* [Input data]
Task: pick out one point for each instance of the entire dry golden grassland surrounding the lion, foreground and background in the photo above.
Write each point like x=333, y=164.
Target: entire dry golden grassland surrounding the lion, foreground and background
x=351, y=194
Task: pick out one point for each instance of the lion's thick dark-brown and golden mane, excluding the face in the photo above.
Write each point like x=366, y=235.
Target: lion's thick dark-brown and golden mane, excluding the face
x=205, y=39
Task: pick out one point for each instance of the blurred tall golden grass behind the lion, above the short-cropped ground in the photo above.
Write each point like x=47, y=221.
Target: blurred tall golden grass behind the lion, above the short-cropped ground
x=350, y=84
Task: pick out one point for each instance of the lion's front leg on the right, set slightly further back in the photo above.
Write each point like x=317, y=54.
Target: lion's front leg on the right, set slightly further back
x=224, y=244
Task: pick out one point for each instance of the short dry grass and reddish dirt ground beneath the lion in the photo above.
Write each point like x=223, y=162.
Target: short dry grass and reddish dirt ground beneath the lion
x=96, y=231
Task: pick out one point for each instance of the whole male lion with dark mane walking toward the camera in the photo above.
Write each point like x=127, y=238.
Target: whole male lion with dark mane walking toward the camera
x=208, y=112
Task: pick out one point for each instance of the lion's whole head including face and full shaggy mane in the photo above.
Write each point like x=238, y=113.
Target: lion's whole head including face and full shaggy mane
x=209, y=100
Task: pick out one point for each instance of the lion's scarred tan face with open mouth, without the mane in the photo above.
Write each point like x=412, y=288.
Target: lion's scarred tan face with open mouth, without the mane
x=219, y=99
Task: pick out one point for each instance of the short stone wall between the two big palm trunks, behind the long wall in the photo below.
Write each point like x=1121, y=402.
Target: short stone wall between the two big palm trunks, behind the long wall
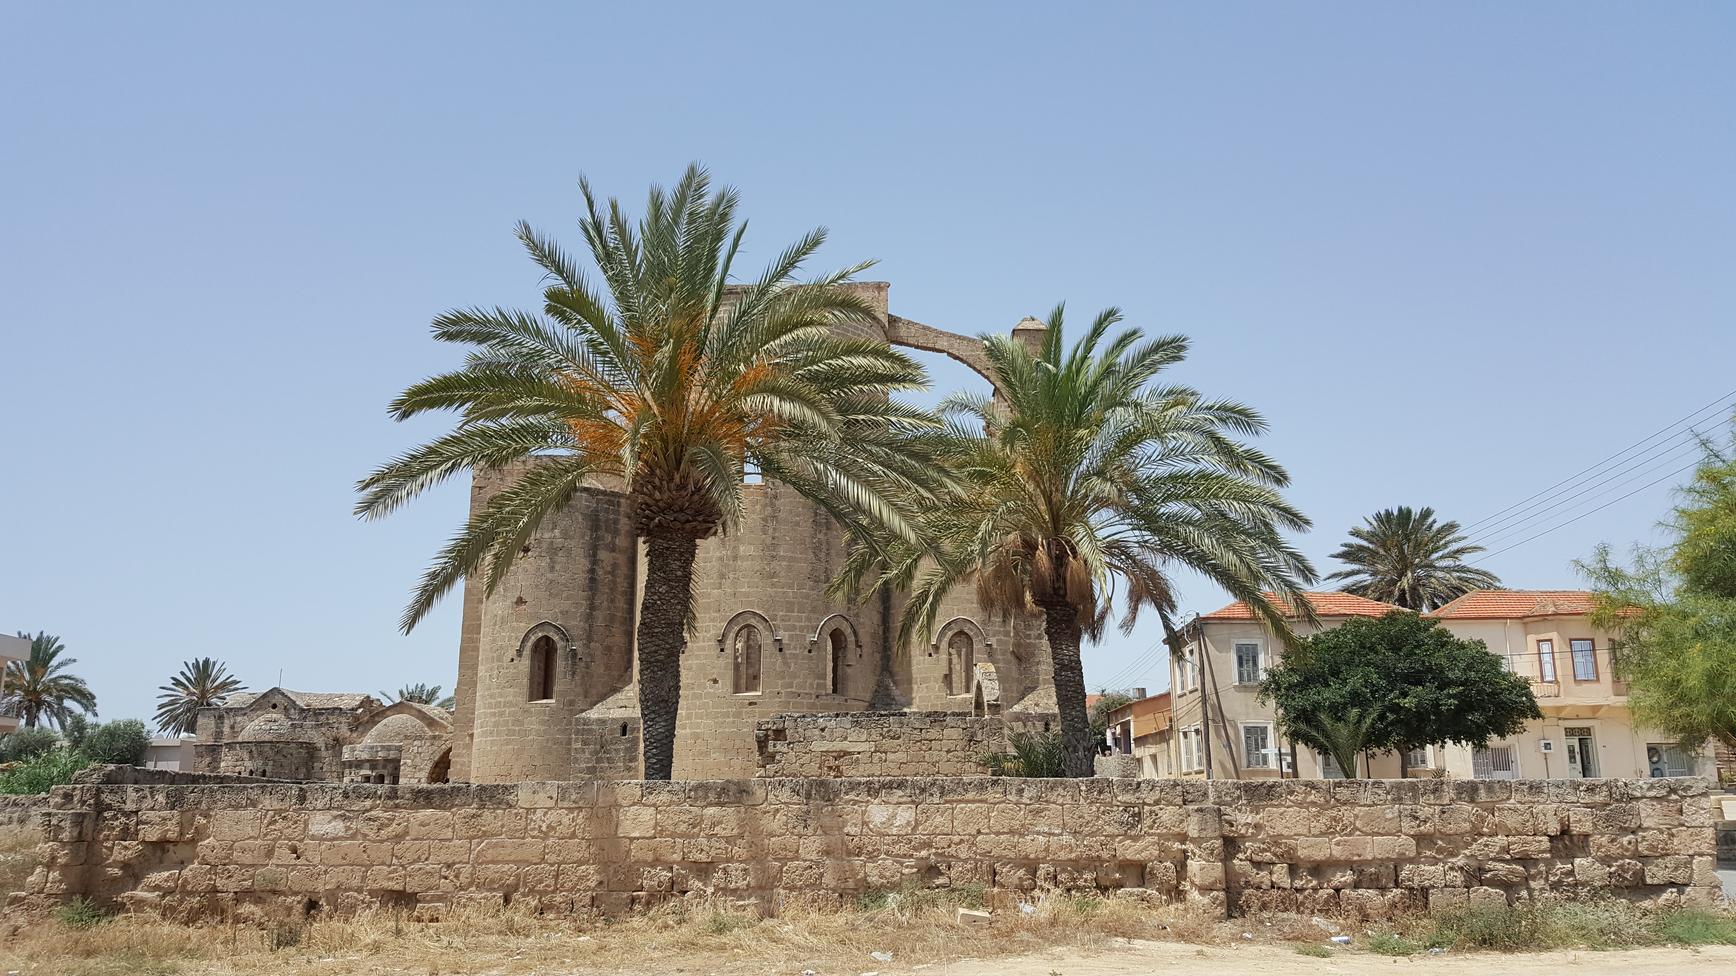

==

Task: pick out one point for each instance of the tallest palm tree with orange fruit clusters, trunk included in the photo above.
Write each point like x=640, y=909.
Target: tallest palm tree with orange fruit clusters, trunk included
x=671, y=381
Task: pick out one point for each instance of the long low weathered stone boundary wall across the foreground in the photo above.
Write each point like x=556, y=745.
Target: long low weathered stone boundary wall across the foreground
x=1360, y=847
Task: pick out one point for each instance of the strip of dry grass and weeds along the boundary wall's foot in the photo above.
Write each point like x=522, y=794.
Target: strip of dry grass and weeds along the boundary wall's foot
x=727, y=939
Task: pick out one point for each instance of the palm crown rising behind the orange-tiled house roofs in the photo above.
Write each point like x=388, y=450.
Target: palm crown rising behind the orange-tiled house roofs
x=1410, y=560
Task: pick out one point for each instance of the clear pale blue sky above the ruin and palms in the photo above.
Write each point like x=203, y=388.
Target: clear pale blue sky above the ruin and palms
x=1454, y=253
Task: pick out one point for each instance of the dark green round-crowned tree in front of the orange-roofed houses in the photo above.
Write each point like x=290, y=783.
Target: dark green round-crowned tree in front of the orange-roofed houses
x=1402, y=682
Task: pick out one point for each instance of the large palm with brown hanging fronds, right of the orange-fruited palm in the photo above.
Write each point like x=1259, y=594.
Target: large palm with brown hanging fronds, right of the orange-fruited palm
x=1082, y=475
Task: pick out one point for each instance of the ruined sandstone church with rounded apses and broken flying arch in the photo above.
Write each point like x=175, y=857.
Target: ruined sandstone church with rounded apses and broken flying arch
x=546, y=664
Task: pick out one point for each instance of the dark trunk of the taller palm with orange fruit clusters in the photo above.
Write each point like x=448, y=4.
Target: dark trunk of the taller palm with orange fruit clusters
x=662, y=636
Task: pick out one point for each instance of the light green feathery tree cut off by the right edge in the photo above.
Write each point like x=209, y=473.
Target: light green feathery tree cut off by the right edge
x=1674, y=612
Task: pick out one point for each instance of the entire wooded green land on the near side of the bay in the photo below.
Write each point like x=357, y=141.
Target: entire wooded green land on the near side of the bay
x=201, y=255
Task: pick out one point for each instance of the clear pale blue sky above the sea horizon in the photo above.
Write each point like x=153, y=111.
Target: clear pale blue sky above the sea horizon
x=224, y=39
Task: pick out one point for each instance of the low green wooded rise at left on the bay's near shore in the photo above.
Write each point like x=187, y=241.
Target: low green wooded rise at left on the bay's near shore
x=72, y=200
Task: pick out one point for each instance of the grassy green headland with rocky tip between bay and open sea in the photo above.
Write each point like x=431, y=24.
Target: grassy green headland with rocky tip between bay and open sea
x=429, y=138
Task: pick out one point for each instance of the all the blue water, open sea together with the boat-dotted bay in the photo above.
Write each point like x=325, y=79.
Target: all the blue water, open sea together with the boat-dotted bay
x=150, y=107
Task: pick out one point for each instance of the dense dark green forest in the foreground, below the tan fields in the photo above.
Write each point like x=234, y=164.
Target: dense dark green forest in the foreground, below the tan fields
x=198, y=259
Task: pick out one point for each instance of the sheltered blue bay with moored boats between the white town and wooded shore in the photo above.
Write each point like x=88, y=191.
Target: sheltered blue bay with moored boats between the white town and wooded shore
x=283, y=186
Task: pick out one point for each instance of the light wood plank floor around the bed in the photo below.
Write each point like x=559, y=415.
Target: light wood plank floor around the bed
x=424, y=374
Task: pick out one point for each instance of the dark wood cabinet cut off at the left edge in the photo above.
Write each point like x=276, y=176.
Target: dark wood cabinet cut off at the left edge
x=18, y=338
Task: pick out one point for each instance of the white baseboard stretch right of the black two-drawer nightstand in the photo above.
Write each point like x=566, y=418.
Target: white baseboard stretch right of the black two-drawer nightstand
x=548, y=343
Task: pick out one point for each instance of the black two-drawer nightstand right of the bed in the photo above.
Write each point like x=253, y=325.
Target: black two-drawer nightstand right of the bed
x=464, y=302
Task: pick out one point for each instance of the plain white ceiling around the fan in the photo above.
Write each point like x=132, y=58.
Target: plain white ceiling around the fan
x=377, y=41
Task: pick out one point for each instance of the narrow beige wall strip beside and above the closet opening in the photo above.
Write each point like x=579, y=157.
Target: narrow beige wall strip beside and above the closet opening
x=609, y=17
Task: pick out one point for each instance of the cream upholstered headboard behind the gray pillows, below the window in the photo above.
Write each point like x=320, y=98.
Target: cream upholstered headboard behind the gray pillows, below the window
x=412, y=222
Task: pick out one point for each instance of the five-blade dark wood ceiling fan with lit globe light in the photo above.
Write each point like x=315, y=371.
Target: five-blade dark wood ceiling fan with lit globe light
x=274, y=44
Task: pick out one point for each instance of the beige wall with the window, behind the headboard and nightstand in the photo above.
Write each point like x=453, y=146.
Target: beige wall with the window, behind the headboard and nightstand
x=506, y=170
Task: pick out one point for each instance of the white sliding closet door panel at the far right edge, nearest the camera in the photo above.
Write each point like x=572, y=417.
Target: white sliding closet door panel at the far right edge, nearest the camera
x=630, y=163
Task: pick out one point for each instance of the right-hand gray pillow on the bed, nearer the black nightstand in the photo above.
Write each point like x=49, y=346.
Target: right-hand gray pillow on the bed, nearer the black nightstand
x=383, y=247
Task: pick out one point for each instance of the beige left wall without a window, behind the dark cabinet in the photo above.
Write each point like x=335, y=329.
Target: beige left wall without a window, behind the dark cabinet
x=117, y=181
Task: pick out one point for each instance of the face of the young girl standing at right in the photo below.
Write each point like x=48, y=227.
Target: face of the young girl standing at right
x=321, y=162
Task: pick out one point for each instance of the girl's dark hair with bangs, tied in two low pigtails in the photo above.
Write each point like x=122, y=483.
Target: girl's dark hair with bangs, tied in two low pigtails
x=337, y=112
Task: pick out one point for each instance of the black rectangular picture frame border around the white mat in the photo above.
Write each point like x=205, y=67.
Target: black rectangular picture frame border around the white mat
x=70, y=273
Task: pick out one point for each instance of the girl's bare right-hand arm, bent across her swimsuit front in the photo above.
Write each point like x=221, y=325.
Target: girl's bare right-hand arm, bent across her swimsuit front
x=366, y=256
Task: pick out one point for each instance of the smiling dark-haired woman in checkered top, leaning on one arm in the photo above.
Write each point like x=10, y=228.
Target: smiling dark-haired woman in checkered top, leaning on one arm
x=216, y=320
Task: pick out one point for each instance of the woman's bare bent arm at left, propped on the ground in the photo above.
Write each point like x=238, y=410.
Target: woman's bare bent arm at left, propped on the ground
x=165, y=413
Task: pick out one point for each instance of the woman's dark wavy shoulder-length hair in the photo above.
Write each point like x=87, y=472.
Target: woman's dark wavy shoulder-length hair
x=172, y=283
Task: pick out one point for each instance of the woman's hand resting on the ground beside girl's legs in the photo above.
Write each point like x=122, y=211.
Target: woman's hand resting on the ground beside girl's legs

* [What you are asked to do] Write down again, exactly as given, only the lines above that fall from the line with "Write each point like x=153, y=111." to the line with "Task: pick out one point for each instance of the grassy", inclusive.

* [Exercise result]
Write each point like x=153, y=111.
Target: clear pale blue sky above the sea horizon
x=224, y=39
Task: pick out one point for each instance of the low green wooded rise at left on the bay's near shore in the photo above.
Write each point like x=187, y=241.
Target: low green wooded rise at left on the bay's near shore
x=72, y=200
Task: pick out one point for each instance of the grassy green headland with rocky tip between bay and open sea in the photo above.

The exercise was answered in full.